Listing from a data collection:
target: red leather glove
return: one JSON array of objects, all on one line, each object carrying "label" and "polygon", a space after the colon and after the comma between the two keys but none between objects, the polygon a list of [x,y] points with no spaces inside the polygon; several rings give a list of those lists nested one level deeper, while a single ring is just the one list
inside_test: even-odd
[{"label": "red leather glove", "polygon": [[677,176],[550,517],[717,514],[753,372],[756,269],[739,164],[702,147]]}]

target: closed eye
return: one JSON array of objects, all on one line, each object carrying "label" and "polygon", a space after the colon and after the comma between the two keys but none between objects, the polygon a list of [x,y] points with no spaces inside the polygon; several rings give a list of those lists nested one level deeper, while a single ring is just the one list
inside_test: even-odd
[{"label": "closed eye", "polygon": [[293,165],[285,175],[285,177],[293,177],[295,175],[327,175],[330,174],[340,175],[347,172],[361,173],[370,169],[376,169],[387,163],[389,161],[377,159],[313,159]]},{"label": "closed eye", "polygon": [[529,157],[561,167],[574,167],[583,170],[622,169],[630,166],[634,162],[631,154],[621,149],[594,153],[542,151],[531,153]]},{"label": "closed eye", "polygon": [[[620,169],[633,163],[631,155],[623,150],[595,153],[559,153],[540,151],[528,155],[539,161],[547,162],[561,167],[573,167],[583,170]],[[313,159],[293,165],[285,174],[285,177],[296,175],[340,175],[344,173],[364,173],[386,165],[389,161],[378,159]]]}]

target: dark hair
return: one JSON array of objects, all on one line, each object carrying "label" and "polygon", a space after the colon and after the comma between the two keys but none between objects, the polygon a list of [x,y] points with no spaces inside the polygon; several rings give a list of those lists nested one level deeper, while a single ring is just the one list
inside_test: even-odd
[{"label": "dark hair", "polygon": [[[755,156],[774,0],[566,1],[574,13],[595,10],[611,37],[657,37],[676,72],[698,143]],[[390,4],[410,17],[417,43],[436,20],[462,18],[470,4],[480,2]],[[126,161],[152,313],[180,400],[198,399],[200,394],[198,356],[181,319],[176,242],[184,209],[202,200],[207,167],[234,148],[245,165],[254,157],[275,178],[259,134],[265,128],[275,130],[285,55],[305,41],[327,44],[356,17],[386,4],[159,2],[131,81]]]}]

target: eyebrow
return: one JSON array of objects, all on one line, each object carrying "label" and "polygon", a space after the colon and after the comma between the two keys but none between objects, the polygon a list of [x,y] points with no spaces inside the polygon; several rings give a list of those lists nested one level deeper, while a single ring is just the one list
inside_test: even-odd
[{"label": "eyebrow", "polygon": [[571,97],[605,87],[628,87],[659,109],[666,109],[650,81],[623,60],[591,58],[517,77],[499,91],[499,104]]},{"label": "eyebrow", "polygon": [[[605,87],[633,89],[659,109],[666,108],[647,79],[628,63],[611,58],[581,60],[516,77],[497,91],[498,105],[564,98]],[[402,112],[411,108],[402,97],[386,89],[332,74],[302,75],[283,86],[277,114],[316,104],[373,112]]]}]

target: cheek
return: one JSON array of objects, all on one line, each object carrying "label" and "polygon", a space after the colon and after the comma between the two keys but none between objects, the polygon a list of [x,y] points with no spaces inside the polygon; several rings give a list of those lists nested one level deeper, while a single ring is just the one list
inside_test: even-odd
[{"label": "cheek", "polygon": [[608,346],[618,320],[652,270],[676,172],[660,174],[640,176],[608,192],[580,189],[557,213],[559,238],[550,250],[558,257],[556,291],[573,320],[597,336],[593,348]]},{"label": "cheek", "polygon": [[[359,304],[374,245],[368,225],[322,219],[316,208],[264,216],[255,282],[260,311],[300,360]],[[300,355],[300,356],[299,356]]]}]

---

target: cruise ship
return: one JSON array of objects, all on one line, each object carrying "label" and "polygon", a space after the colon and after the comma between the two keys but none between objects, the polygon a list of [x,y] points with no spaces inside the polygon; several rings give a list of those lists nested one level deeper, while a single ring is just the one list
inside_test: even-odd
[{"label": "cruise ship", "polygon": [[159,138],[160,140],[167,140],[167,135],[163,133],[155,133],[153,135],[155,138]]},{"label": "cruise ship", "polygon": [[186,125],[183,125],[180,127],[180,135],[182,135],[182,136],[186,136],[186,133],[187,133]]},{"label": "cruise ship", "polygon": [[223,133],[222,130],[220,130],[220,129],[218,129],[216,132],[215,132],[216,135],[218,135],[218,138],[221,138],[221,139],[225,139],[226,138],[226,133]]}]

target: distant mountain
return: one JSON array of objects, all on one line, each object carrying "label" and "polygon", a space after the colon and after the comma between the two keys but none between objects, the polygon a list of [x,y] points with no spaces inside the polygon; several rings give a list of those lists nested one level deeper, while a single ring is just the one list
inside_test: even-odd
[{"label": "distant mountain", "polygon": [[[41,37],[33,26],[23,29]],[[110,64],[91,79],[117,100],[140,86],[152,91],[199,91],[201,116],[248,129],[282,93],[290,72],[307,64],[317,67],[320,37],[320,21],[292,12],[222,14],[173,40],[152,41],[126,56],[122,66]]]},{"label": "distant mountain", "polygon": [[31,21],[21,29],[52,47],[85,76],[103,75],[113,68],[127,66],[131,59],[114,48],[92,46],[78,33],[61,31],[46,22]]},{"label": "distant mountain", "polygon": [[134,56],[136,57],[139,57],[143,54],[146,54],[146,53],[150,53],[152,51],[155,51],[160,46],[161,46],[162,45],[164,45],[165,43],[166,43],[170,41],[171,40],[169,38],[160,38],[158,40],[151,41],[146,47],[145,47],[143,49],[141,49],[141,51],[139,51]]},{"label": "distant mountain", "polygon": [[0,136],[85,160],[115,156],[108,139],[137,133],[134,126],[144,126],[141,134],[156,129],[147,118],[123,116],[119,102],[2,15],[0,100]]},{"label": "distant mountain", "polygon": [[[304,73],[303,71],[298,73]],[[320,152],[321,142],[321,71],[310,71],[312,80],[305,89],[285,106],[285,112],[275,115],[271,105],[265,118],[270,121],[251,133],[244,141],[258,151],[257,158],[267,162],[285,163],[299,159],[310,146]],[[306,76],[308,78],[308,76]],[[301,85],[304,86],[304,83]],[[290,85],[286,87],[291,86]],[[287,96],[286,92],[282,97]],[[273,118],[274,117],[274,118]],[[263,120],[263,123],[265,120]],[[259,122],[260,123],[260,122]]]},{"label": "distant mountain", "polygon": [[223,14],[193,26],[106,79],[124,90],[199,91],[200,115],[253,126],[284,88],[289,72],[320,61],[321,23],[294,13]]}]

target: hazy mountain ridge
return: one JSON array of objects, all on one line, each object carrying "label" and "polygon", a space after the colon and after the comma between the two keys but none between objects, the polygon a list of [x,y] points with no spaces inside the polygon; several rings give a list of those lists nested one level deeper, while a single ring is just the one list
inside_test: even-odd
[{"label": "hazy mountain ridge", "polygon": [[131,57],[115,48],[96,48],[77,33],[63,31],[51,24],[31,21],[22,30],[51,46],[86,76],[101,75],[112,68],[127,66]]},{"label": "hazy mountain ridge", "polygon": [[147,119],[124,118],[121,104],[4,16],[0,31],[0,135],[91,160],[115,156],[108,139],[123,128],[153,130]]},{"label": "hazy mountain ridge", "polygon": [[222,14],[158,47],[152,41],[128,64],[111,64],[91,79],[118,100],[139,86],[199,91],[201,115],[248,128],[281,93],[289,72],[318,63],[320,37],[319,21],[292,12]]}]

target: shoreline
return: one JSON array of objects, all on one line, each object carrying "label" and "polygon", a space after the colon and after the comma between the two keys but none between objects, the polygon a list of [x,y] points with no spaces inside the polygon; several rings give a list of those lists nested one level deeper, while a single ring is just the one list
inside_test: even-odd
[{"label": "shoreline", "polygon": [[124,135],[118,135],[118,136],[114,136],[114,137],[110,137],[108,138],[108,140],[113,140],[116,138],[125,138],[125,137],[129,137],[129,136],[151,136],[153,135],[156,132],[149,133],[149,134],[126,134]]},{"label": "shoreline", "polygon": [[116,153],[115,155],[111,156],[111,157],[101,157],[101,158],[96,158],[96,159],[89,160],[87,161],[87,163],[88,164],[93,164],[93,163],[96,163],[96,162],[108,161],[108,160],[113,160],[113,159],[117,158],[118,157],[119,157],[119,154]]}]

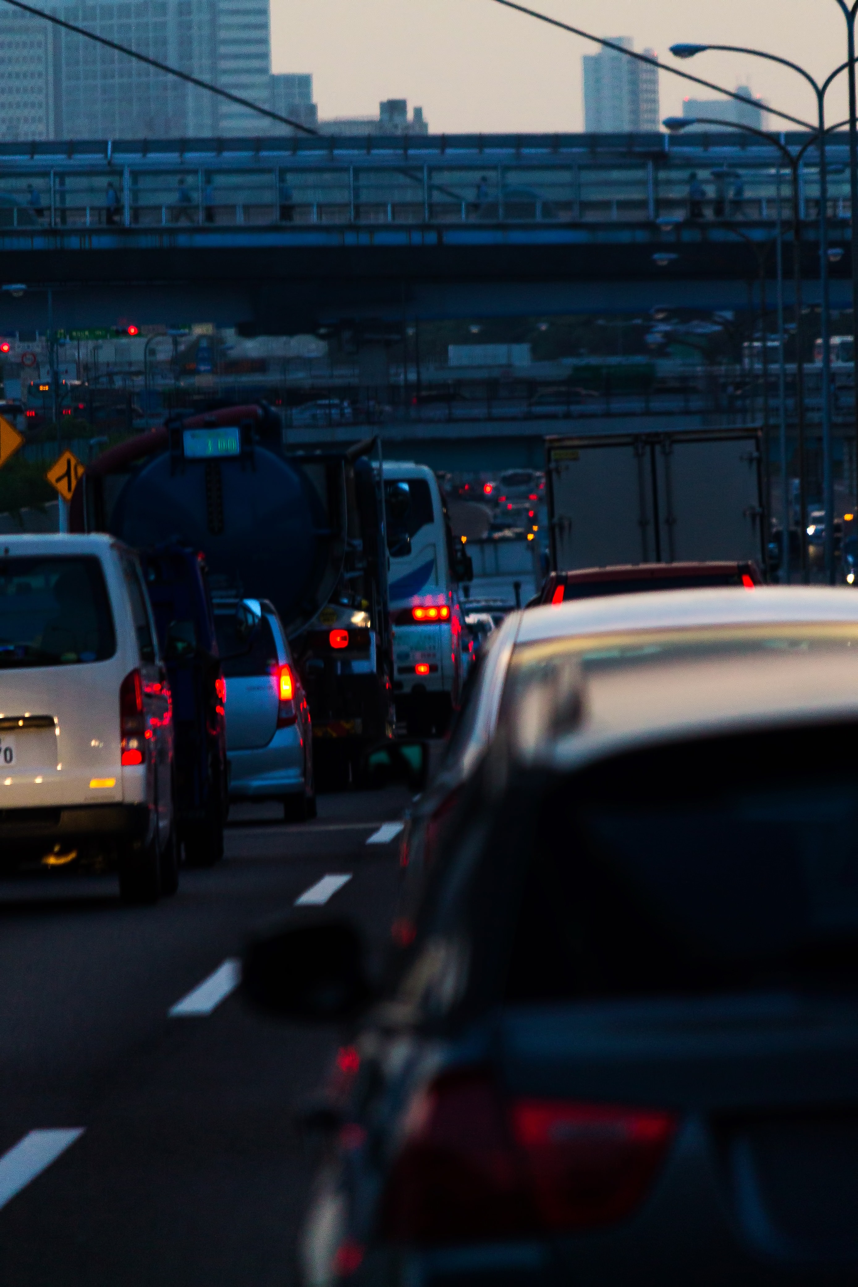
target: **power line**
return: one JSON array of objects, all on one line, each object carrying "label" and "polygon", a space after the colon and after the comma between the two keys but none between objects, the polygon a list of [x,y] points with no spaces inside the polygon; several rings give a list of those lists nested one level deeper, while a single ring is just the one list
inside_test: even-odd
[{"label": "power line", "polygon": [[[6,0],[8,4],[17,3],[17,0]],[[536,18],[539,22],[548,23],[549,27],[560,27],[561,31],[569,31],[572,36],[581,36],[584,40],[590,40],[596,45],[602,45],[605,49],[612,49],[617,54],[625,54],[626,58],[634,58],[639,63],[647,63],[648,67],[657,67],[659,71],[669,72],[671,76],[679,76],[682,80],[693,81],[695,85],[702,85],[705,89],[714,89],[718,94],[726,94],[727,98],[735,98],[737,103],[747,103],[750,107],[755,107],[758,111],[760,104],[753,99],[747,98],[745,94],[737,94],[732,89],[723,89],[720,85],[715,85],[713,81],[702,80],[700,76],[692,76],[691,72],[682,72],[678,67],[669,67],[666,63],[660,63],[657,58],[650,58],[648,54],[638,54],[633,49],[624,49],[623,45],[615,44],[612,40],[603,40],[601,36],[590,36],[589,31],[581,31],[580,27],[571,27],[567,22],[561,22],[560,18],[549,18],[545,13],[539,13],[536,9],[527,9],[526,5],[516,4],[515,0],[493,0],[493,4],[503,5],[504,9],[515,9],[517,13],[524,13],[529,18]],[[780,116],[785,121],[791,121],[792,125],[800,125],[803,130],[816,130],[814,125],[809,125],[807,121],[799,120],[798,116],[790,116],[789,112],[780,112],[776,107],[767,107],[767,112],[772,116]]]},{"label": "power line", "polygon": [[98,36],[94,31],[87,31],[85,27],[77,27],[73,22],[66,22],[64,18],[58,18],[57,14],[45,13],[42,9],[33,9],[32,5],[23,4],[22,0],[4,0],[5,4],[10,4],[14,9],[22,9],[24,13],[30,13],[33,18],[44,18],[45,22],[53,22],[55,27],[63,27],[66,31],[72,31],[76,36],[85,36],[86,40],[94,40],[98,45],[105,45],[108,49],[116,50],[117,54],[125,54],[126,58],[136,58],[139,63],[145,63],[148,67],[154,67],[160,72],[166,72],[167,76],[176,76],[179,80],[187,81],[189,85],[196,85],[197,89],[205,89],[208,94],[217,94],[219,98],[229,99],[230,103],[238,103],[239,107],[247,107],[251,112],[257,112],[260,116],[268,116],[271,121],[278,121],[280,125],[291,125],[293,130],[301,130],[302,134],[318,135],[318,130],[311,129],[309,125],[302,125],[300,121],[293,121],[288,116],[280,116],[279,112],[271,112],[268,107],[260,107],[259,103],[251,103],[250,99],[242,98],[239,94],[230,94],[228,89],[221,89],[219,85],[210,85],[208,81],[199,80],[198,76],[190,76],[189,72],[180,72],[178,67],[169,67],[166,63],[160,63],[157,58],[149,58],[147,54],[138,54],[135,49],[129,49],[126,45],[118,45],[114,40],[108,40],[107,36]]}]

▶ Exercise description: Gather every line of the listing above that contains the string "target", treating uppercase and lowercase letters as distinct.

▶ Task result:
target: red leather glove
target: closed eye
target: dark hair
target: eyebrow
target: cheek
target: cruise ship
target: distant mountain
target: hazy mountain ridge
target: shoreline
target: **power line**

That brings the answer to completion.